[Entries from a dataset]:
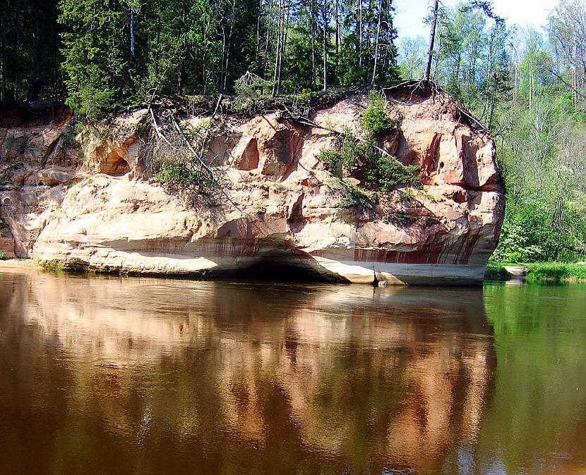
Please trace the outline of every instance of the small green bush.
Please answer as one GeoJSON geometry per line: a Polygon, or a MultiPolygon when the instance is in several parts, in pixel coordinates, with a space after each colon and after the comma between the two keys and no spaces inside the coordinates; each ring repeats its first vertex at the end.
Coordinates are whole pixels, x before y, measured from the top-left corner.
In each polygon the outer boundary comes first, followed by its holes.
{"type": "Polygon", "coordinates": [[[343,178],[334,178],[330,182],[330,187],[342,195],[337,204],[340,208],[357,206],[372,209],[374,207],[375,200],[368,193],[343,178]]]}
{"type": "Polygon", "coordinates": [[[489,262],[486,264],[486,271],[484,272],[486,280],[508,280],[510,273],[502,264],[496,262],[489,262]]]}
{"type": "Polygon", "coordinates": [[[527,278],[530,280],[586,280],[586,265],[560,262],[539,262],[523,264],[527,268],[527,278]]]}
{"type": "Polygon", "coordinates": [[[421,188],[419,171],[419,167],[417,165],[405,166],[395,157],[381,155],[369,168],[366,180],[378,185],[381,191],[385,193],[400,186],[421,188]]]}
{"type": "Polygon", "coordinates": [[[415,221],[416,218],[414,216],[405,211],[397,211],[395,214],[386,216],[383,220],[388,224],[393,224],[400,228],[410,226],[415,221]]]}
{"type": "Polygon", "coordinates": [[[373,135],[389,134],[395,129],[395,122],[385,111],[385,99],[381,92],[371,93],[369,101],[370,106],[362,113],[360,121],[362,127],[373,135]]]}

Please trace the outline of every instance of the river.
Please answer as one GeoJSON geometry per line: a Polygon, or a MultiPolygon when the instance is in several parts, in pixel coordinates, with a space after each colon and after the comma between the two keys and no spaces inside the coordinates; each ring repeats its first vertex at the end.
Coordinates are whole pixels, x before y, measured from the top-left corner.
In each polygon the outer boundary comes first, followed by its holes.
{"type": "Polygon", "coordinates": [[[0,473],[586,473],[586,286],[0,272],[0,473]]]}

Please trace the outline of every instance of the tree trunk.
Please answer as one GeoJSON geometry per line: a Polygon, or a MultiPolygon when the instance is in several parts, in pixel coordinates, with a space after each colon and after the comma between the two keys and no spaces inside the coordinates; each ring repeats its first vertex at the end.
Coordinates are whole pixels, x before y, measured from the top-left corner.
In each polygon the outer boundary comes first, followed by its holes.
{"type": "Polygon", "coordinates": [[[323,90],[328,90],[328,0],[323,1],[323,90]]]}
{"type": "Polygon", "coordinates": [[[438,8],[439,0],[433,2],[433,12],[431,17],[431,30],[429,32],[429,51],[427,53],[427,66],[425,68],[425,79],[429,80],[431,75],[431,61],[433,58],[433,44],[436,42],[436,27],[438,23],[438,8]]]}
{"type": "Polygon", "coordinates": [[[372,78],[371,79],[371,87],[374,86],[374,81],[376,78],[376,67],[378,63],[378,43],[381,38],[381,20],[383,14],[382,1],[378,1],[378,21],[376,25],[376,38],[374,44],[374,64],[372,68],[372,78]]]}
{"type": "Polygon", "coordinates": [[[130,54],[134,56],[134,7],[130,7],[130,54]]]}

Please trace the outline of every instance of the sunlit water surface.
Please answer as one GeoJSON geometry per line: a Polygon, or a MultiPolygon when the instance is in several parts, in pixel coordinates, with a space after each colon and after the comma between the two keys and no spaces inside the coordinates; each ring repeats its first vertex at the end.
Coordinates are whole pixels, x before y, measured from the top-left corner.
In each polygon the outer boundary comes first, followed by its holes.
{"type": "Polygon", "coordinates": [[[4,272],[0,473],[585,474],[586,287],[4,272]]]}

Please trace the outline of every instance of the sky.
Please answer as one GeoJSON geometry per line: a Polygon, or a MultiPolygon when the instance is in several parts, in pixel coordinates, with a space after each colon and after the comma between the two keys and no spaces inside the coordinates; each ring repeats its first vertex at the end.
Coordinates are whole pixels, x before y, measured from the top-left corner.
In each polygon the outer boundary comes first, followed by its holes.
{"type": "MultiPolygon", "coordinates": [[[[431,0],[395,0],[397,15],[395,26],[399,30],[399,40],[404,36],[414,37],[421,35],[425,38],[429,35],[429,27],[423,23],[428,14],[431,0]]],[[[451,7],[458,0],[442,0],[445,6],[451,7]]],[[[547,16],[558,4],[558,0],[493,0],[494,11],[507,18],[507,24],[520,26],[545,25],[547,16]]]]}

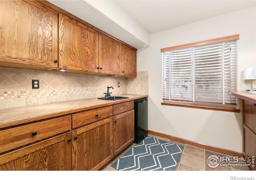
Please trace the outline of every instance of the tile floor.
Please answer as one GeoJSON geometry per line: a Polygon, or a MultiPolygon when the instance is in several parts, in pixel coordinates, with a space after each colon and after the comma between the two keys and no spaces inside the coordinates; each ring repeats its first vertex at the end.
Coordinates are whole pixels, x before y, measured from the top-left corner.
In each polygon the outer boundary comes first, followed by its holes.
{"type": "MultiPolygon", "coordinates": [[[[149,136],[154,137],[158,139],[162,139],[176,144],[184,146],[185,148],[182,153],[181,158],[178,163],[175,170],[177,171],[194,171],[194,170],[206,170],[206,171],[232,171],[232,170],[250,170],[250,168],[246,166],[236,166],[235,168],[230,166],[219,166],[216,168],[211,168],[208,166],[206,160],[207,158],[212,155],[216,156],[228,156],[228,154],[222,154],[218,152],[211,152],[204,149],[193,146],[187,144],[181,143],[179,142],[172,141],[169,139],[163,138],[151,134],[149,136]]],[[[130,148],[136,144],[132,143],[125,149],[119,153],[116,157],[109,162],[106,164],[102,167],[100,170],[115,171],[115,169],[110,166],[112,163],[115,162],[119,158],[125,154],[130,148]]]]}

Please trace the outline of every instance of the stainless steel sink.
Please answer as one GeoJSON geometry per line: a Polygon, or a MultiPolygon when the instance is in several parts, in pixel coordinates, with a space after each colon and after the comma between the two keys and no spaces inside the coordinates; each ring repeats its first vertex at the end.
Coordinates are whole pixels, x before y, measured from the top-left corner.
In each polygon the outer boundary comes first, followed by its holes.
{"type": "Polygon", "coordinates": [[[127,99],[129,98],[128,97],[122,97],[122,96],[109,96],[107,97],[103,97],[103,98],[98,98],[98,99],[105,99],[106,100],[120,100],[120,99],[127,99]]]}

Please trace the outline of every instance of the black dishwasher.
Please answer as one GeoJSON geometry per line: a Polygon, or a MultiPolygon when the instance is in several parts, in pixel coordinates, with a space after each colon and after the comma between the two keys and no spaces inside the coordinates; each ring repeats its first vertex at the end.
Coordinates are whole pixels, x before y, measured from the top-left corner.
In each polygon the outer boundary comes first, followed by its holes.
{"type": "Polygon", "coordinates": [[[148,99],[134,100],[134,141],[138,143],[148,135],[148,99]]]}

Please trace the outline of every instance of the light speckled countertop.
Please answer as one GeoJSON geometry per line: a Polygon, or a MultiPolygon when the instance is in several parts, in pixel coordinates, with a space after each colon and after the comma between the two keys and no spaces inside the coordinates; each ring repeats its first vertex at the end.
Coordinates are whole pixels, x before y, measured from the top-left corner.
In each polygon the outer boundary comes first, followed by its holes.
{"type": "Polygon", "coordinates": [[[116,101],[92,98],[1,109],[0,128],[148,97],[147,95],[135,94],[118,96],[129,98],[116,101]]]}

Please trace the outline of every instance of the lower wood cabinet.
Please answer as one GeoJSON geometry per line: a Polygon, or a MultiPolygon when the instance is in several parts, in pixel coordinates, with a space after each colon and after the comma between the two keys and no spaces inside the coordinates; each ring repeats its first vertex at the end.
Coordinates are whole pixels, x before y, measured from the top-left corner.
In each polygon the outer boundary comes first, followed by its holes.
{"type": "Polygon", "coordinates": [[[72,132],[72,170],[98,170],[112,158],[111,117],[72,132]]]}
{"type": "Polygon", "coordinates": [[[113,118],[114,156],[134,140],[134,110],[131,110],[113,118]]]}
{"type": "Polygon", "coordinates": [[[244,152],[246,156],[252,157],[256,155],[256,104],[244,100],[243,112],[244,152]]]}
{"type": "Polygon", "coordinates": [[[0,170],[99,170],[134,141],[134,104],[0,130],[0,170]]]}
{"type": "Polygon", "coordinates": [[[0,156],[0,170],[70,170],[71,132],[0,156]]]}

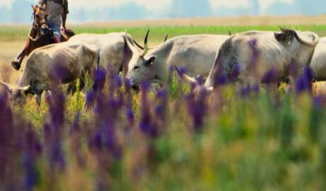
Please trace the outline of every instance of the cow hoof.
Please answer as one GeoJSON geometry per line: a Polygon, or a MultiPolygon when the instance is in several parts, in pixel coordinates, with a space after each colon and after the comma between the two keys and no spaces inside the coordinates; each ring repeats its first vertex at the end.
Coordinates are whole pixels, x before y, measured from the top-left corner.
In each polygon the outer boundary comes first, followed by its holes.
{"type": "Polygon", "coordinates": [[[21,64],[18,61],[12,61],[11,66],[17,71],[21,68],[21,64]]]}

[TASK]: Render the stretch of data from the line containing "Please trace the outline of every instance of the cow" through the end of the data as a JSON list of strings, one string per line, leaving out blank lines.

[WORKED ANSWER]:
[
  "Please trace the outline of every instance of the cow hoof.",
  "Please answer as one GeoJSON geometry per line: a Polygon, or a MultiPolygon when the instance is in several parts, in pixel coordinates, with a space after each colon and after the comma between the two keys and no spaces inside the coordinates; each ring repeats its first vertex at the end.",
  "Coordinates are whole pixels, x before y, measured from the top-left corner.",
  "In each polygon the outer boundary comes first, followed by its holes.",
  "{\"type\": \"Polygon\", \"coordinates\": [[[21,64],[18,61],[12,61],[11,66],[17,71],[21,68],[21,64]]]}"
]